*SOURCE TEXT*.
Tidal power can be classified into three generating methods:
Tidal stream generator
Tidal stream generators (or TSGs) make use of the kinetic energy of moving water to power turbines, in a similar way to wind turbines that use wind to power turbines. Some tidal generators can be built into the structures of existing bridges, involving virtually no aesthetic problems.
Tidal barrages make use of the potential energy in the difference in height (or head) between high and low tides. When using tidal barrages to generate power, the potential energy from a tide is seized through strategic placement of specialized dams. When the sea level rises and the tide begins to come in, the temporary increase in tidal power is channeled into a large basin behind the dam, holding a large amount of potential energy. With the receding tide, this energy is then converted into mechanical energy as the water is released through large turbines that create electrical power through the use of generators. Barrages are essentially dams across the full width of a tidal estuary.
Dynamic tidal power
Dynamic tidal power (or DTP) is an untried but promising technology that would exploit an interaction between potential and kinetic energies in tidal flows. It proposes that very long dams (for example: 30–50 km length) be built from coasts straight out into the sea or ocean, without enclosing an area. Tidal phase differences are introduced across the dam, leading to a significant water-level differential in shallow coastal seas – featuring strong coast-parallel oscillating tidal currents such as found in the UK, China and Korea.
US and Canadian studies in the twentieth century
The first study of large scale tidal power plants was by the US Federal Power Commission in 1924 which if built would have been located in the northern border area of the US state of Maine and the south eastern border area of the Canadian province of New Brunswick, with various dams, powerhouses and ship locks enclosing the Bay of Fundy and Passamaquoddy Bay (note: see map in reference). Nothing came of the study and it is unknown whether Canada had been approached about the study by the US Federal Power Commission.
There was also a report on the international commission in April 1961 entitled " Investigation of the International Passamaquoddy Tidal Power Project" produced by both the US and Canadian Federal Governments. According to benefit to costs ratios, the project was beneficial to the US but not to Canada. A highway system along the top of the dams was envisioned as well.
A study was commissioned by the Canadian, Nova Scotian and New Brunswick Governments (Reassessment of Fundy Tidal Power) to determine the potential for tidal barrages at Chignecto Bay and Minas Basin – at the end of the Fundy Bay estuary. There were three sites determined to be financially feasible: Shepody Bay (1550 MW), Cumberline Basin (1085 MW) and Cobequid Bay (3800 MW). These were never built despite their apparent feasibility in 1977.
Current and future tidal power schemes
- The first tidal power station was the Rance tidal power plant built over a period of 6 years from 1960 to 1966 at La Rance, France. It has 240 MW installed capacity.

*SOURCE EXCERPT*.
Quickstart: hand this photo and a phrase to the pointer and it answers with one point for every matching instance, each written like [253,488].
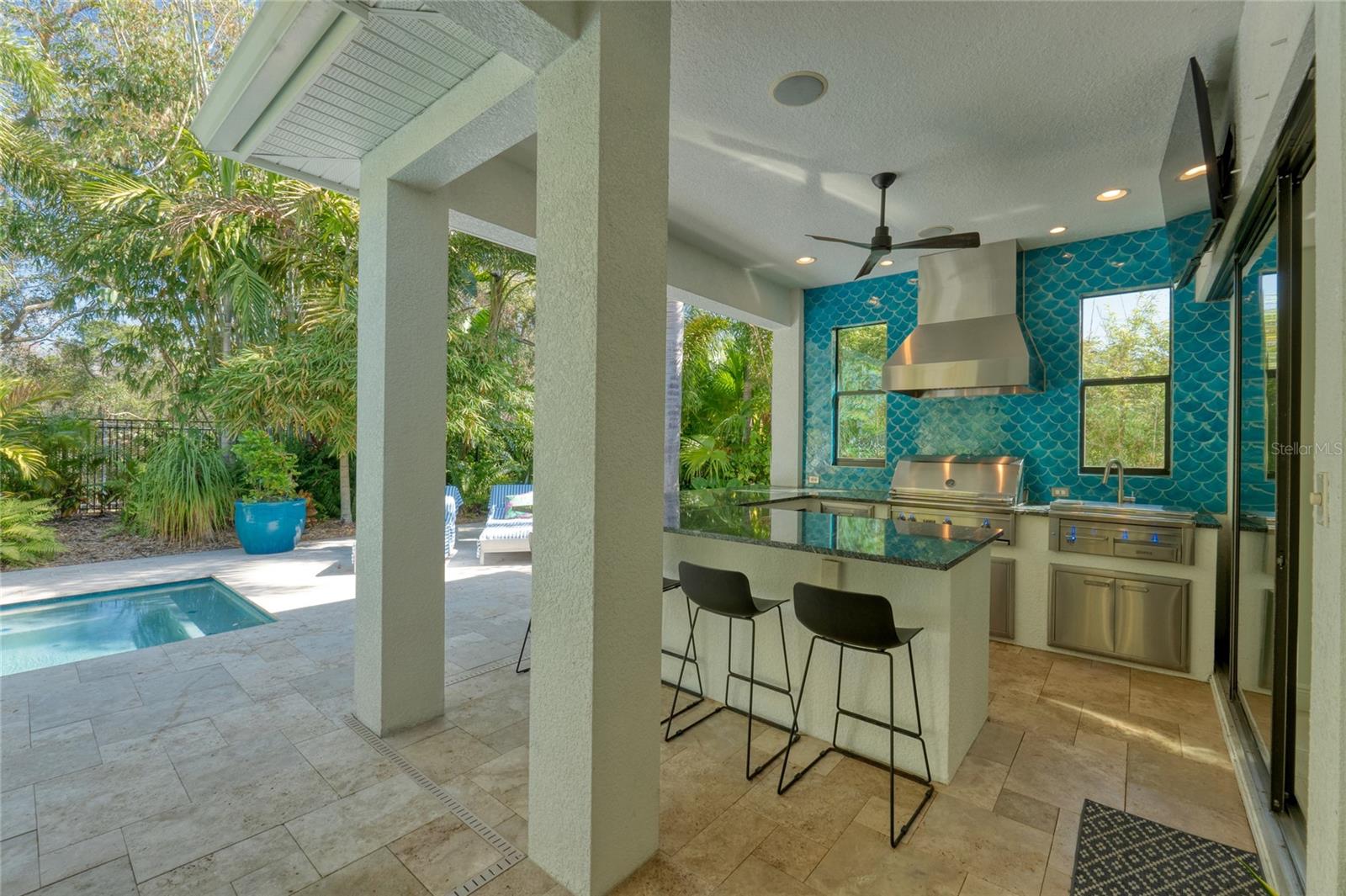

*WRITTEN EXERCISE 1*. In the tidal power text, copy everything from "Current and future" down to "MW installed capacity.", substituting "rated capacity" for "installed capacity".
*WRITTEN EXERCISE 2*. According to the tidal power text, which body carried out the first study of large scale tidal power plants, and in what year?

*EXERCISE SOLUTION 1*.
Current and future tidal power schemes
- The first tidal power station was the Rance tidal power plant built over a period of 6 years from 1960 to 1966 at La Rance, France. It has 240 MW rated capacity.

*EXERCISE SOLUTION 2*. The US Federal Power Commission, in 1924.